------ Excerpted records ------

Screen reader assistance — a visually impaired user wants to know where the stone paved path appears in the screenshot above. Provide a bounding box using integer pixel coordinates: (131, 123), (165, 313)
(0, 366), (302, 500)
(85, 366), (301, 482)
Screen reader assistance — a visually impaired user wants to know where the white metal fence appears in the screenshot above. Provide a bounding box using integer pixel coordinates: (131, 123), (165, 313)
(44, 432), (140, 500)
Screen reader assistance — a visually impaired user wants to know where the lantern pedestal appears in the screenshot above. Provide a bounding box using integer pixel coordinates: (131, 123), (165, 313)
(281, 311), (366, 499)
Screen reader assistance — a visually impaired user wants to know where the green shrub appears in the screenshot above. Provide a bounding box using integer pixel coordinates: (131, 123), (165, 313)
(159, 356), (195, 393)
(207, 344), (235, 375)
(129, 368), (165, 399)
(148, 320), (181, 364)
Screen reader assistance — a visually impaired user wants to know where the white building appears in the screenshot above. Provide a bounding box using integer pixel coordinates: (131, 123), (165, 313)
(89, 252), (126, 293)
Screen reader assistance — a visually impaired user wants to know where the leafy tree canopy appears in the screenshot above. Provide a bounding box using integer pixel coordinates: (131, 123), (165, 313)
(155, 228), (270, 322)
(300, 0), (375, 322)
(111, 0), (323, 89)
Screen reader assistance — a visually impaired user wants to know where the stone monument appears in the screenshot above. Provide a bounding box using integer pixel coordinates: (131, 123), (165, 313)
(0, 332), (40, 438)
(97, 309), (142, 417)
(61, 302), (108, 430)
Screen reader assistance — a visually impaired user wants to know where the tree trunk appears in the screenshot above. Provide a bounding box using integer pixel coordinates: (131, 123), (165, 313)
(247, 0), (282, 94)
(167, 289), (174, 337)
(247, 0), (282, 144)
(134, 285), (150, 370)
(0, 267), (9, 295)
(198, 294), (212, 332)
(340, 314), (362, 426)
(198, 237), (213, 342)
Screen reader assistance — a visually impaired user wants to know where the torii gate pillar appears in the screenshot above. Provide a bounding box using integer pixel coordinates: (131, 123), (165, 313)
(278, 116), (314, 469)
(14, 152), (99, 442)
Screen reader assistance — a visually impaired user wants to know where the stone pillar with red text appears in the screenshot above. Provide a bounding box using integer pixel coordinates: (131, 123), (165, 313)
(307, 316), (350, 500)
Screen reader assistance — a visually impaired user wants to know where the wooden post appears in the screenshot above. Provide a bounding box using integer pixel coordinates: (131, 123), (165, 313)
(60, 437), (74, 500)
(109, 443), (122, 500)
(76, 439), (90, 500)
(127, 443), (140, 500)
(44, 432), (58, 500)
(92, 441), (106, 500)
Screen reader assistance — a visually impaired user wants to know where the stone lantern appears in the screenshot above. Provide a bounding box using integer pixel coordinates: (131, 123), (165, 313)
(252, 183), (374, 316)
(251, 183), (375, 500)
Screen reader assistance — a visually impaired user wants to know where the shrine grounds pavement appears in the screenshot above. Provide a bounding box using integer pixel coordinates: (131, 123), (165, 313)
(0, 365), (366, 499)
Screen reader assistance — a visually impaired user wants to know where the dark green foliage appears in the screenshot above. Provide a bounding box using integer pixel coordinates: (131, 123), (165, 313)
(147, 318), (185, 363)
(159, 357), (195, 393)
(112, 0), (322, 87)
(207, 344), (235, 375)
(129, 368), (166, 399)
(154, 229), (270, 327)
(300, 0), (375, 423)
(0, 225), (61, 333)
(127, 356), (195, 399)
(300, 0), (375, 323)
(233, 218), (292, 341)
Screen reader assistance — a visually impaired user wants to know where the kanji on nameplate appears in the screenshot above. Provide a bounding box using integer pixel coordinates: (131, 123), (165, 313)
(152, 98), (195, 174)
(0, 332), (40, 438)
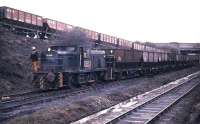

------

* **Task instructions**
Exclude the pictures. Write out the remaining data exactly.

* **Result of this exercise**
Screen reader assistance — a visually impaired user wants to know where the stone paved path appears in the screenshot above. Provide a bounding box using integer pixel coordinates: (131, 123), (165, 313)
(0, 366), (302, 500)
(85, 366), (301, 482)
Screen reader assistance — a visually impaired user wants to know where the white metal fence appears in the screenshot above. Provide a bounding box using integer pixel coordinates: (131, 123), (165, 313)
(44, 432), (140, 500)
Screen reader assistance — a visually impaired user wants to know where the lantern pedestal appears in the screenshot above. Provide a bounding box using integer pixel coordinates: (131, 123), (165, 313)
(281, 311), (366, 499)
Screen reader assistance — a visually impaired user wants to know where the green shrub appears in the screenshot above. Provide a bounding box using integer pixel coordinates: (131, 123), (165, 313)
(159, 356), (195, 393)
(207, 344), (235, 375)
(129, 368), (165, 399)
(148, 320), (181, 364)
Screen reader assistance — a visually impaired user wants to know where the white building appears in the screenshot above. Provide a bounding box using integer pixel coordinates: (131, 123), (165, 313)
(89, 252), (126, 293)
Screen reader assistance — a visually impaired user wants to know where the leafy tree canopy appears in the screenshot above. Provide a bounding box using integer pixel coordinates: (131, 123), (165, 313)
(155, 228), (270, 322)
(300, 0), (375, 322)
(111, 0), (323, 89)
Screen reader assistance — a visually impaired user wants to know where the stone monument appears in the screenshot above. Provide a bounding box using integer pixel coordinates: (131, 123), (165, 313)
(0, 332), (40, 438)
(97, 309), (142, 417)
(61, 302), (108, 430)
Screen reader assistance — a visually impaired user wants to know where the tree trunk appears in the screenshot above. Provide a bounding box using integer pixel coordinates: (131, 123), (165, 313)
(247, 0), (282, 94)
(167, 289), (174, 337)
(247, 0), (282, 144)
(134, 285), (150, 370)
(0, 267), (9, 295)
(198, 294), (212, 332)
(340, 314), (362, 426)
(198, 237), (213, 342)
Screen reader assistance — a visually impaired user wants to know where the torii gate pillar appears in the screenshot above. Provide a bounding box using integer pixel coordinates: (131, 123), (165, 313)
(278, 116), (314, 469)
(14, 152), (99, 442)
Screen reader assistance — a visually impaired user wants to know where the stone pillar with red text appears in the screenshot above. Provide a bounding box using integer pixel coordinates: (131, 123), (165, 313)
(307, 316), (350, 500)
Screen reader assistance — a visually impaired user wants to know where the wooden post appears in the screenshot above. Provide a bounding box using integer pixel coordinates: (131, 123), (165, 313)
(60, 437), (74, 500)
(109, 443), (122, 500)
(76, 439), (90, 500)
(127, 443), (140, 500)
(44, 432), (58, 500)
(92, 441), (106, 500)
Screen reader assistance — a visually impaired user wants to know where the stone lantern appears in the screenshot above. Provide a bounding box using integer pixel coordinates: (131, 123), (165, 313)
(252, 183), (374, 316)
(251, 183), (375, 500)
Screen reader assistance — a visually impaired user wants to know where the shrine grounds pavement appears in the screenshot above. Provide a bounding box using integer pixel coordinates: (131, 123), (165, 313)
(0, 365), (366, 499)
Screen reader assistance — a visually impaired user wants to know where the dark green foliage appears in the screenshot above. Provide a bounding box using integer pixel coordinates: (131, 123), (165, 313)
(147, 318), (185, 363)
(159, 357), (195, 393)
(112, 0), (322, 87)
(207, 344), (235, 375)
(129, 368), (166, 399)
(154, 229), (270, 327)
(300, 0), (375, 423)
(0, 225), (61, 333)
(127, 356), (195, 399)
(300, 0), (375, 323)
(233, 218), (292, 341)
Screen reader assistance — a visually impaired user wants to know where the kanji on nameplate appears in the screenshot above. Provide a bounding box using integer pixel coordinates: (131, 123), (165, 313)
(152, 98), (195, 174)
(0, 332), (40, 438)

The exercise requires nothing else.